Your instructions
Copy out the entries below precisely; nothing is to be omitted.

Saved data entries
________________

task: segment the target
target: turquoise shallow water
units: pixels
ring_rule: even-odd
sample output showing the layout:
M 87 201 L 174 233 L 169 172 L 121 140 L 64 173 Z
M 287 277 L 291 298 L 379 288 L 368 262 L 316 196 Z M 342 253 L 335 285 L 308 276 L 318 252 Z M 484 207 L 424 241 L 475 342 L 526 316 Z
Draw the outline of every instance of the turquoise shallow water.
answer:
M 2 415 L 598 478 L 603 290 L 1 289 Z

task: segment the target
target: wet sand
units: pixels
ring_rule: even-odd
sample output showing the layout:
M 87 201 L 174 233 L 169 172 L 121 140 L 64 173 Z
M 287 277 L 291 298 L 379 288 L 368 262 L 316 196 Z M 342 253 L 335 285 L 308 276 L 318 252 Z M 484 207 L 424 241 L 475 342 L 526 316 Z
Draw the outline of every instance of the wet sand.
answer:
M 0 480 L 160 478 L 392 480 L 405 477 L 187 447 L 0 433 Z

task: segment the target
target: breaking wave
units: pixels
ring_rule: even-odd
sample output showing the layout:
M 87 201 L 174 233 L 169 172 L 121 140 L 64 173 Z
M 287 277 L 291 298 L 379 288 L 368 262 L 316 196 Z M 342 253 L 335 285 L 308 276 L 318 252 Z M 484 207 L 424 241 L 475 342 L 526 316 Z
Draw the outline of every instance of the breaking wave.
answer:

________________

Solution to the problem
task: segment the target
target: turquoise shallow water
units: pixels
ring_rule: even-odd
sample output showing the layout:
M 87 201 L 174 233 L 169 172 L 121 140 L 64 173 Z
M 287 277 L 291 298 L 379 288 L 368 262 L 316 196 Z M 342 253 L 335 285 L 308 276 L 318 252 Z M 484 207 L 424 241 L 475 342 L 526 316 Z
Draw the outline of every instance of the turquoise shallow water.
answer:
M 2 415 L 598 478 L 603 290 L 1 289 Z

task: segment the target
target: wet sand
units: pixels
ring_rule: even-odd
sample output showing the layout:
M 87 201 L 174 233 L 169 172 L 121 140 L 64 173 Z
M 287 277 L 291 298 L 379 288 L 368 262 L 316 196 Z M 342 253 L 335 285 L 308 276 L 318 252 Z M 484 207 L 424 241 L 475 342 L 526 316 Z
Draw the outline of every instance of the wet sand.
answer:
M 0 480 L 160 478 L 392 480 L 405 477 L 187 447 L 0 433 Z

task: segment the target
target: breaking wave
units: pixels
ring_rule: even-odd
sample output showing the layout:
M 87 201 L 174 233 L 169 172 L 121 140 L 64 173 Z
M 287 277 L 291 298 L 379 288 L 368 262 L 316 196 Z M 342 253 L 335 285 L 308 276 L 318 252 Z M 484 207 L 424 241 L 475 342 L 526 316 Z
Draw the outline of every instance of the breaking wave.
answer:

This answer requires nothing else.